Items from a data source
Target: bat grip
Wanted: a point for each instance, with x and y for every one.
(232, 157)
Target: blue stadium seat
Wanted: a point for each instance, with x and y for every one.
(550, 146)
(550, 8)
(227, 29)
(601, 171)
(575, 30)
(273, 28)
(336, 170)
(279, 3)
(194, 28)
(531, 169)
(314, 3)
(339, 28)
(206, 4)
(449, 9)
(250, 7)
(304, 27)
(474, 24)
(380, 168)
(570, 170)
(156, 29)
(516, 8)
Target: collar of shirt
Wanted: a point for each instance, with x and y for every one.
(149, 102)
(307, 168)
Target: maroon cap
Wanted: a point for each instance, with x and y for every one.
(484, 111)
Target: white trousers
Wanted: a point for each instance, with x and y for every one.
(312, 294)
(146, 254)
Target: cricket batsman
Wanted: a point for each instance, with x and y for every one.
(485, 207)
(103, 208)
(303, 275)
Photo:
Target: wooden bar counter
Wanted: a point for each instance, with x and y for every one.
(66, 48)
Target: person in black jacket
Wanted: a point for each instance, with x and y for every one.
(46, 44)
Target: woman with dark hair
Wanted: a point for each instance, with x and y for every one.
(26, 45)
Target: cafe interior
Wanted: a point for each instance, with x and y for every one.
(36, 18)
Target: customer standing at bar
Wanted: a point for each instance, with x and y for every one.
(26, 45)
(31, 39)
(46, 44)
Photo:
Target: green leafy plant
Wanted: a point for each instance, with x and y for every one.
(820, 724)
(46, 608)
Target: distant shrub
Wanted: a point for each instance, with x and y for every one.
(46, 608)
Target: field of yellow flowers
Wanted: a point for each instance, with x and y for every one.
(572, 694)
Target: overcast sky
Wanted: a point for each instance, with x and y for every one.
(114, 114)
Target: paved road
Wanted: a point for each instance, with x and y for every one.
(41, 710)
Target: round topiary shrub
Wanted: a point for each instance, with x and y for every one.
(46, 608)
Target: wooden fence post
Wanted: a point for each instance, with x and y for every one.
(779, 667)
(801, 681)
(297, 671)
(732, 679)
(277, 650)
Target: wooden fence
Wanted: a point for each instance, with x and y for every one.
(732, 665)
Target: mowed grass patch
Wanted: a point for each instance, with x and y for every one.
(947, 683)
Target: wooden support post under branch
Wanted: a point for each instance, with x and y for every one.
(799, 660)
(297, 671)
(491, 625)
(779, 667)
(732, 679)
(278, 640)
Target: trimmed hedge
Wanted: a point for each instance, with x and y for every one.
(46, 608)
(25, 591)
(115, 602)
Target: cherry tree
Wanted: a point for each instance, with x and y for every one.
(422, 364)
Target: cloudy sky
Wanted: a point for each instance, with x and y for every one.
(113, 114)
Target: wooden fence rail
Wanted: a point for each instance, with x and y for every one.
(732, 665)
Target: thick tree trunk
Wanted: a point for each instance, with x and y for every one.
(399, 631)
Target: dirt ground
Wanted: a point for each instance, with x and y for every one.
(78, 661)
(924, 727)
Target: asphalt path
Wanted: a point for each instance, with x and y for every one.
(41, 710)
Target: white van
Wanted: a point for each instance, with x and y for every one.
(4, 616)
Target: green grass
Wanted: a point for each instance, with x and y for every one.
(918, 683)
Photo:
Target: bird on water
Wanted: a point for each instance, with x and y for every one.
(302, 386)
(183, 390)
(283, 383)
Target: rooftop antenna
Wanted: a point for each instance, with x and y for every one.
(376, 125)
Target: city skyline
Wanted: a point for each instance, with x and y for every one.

[What the exercise asks] Give the entries again, every one of them exactly.

[Task result]
Target: bat grip
Wanted: a point for each instance, with x and y for every one.
(232, 157)
Target: blue stadium seat
Wanted: a point for each instance, with x and y for every one.
(550, 146)
(550, 8)
(227, 29)
(601, 171)
(575, 30)
(273, 28)
(336, 170)
(279, 3)
(194, 28)
(531, 169)
(314, 3)
(339, 28)
(206, 4)
(449, 9)
(250, 7)
(304, 27)
(474, 24)
(380, 168)
(570, 170)
(156, 29)
(516, 8)
Target: collar of shirt
Wanted: a point for each instance, with x and y for every one.
(149, 102)
(307, 168)
Target: maroon cap
Wanted: a point for each instance, with x and y for every one.
(484, 111)
Target: white trousers
Wanted: a point for each instance, with x and y for every one.
(312, 294)
(146, 254)
Target: cricket batsman
Wanted: a point for each instance, with x and y for every one.
(485, 207)
(103, 208)
(303, 275)
Photo:
Target: wooden bar counter
Wanted: a point for each instance, with x and y for every one.
(66, 48)
Target: person in black jacket
Wanted: a point for each instance, with x and y for every one.
(46, 44)
Target: woman with dark hair
Wanted: a point for each instance, with x and y for every one.
(26, 45)
Target: cafe interior
Wanted: a point for each instance, with x and y for every one.
(36, 18)
Target: customer standing at bar
Wanted: a point for each instance, with x and y for every one.
(26, 45)
(31, 39)
(46, 44)
Photo:
Target: green leafy plant
Wanted: a point for each instance, with x and y for every one.
(820, 724)
(46, 608)
Target: distant shrub
Wanted: a point for each instance, with x and y for every one.
(46, 608)
Target: field of yellow flowers
Wanted: a point for each instance, with x and y for every one.
(572, 694)
Target: overcast sky
Wanted: a point for each instance, with x and y for every one.
(114, 114)
Target: paved road
Wanted: a point for each instance, with x and y for every one.
(41, 710)
Target: round topiary shrub
Wanted: a point for each instance, with x and y for every one.
(46, 608)
Target: wooden fence post
Wanted: a point for each instance, with x and y for every one.
(779, 667)
(801, 681)
(297, 671)
(732, 679)
(277, 650)
Target: wooden fence
Wanted: a point for each instance, with x and y for every one.
(732, 665)
Target: mowed grass patch
Wanted: a point for each instance, with x and y for every one.
(947, 683)
Target: wooden support post under branch
Wanted: a point for each instance, with x and y for every one.
(799, 660)
(297, 671)
(491, 625)
(779, 667)
(732, 679)
(278, 640)
Target: trimmed hedge
Wanted: a point for each instance, with x and y for every one.
(46, 608)
(25, 591)
(115, 602)
Target: cherry tree
Wanted: a point for each instance, with x and y for every one.
(422, 364)
Target: cloudy sky
Wanted: a point for each instance, with x and y for every one.
(113, 114)
Target: wooden fence rail
Wanted: a point for each instance, with x and y for every one.
(732, 665)
Target: thick tree trunk
Wanted: a point for each instance, with x and y for every one.
(399, 631)
Target: dirt ground
Wanted: a point for each instance, with x and y for every one.
(78, 661)
(924, 727)
Target: asphalt path
Wanted: a point for each instance, with x and y for every one.
(41, 710)
Target: white van
Wanted: a point for each instance, with x and y for every one.
(4, 616)
Target: green grass
Wanted: a point for each instance, with x and y for every one.
(918, 683)
Photo:
Target: bird on water
Wanted: a point for each instance, with x and y for every one.
(302, 386)
(183, 390)
(283, 383)
Target: rooftop antenna
Wanted: a point for each instance, with x and y for every one.
(376, 125)
Target: city skyline
Wanted: a point for each instance, with x and y for every one.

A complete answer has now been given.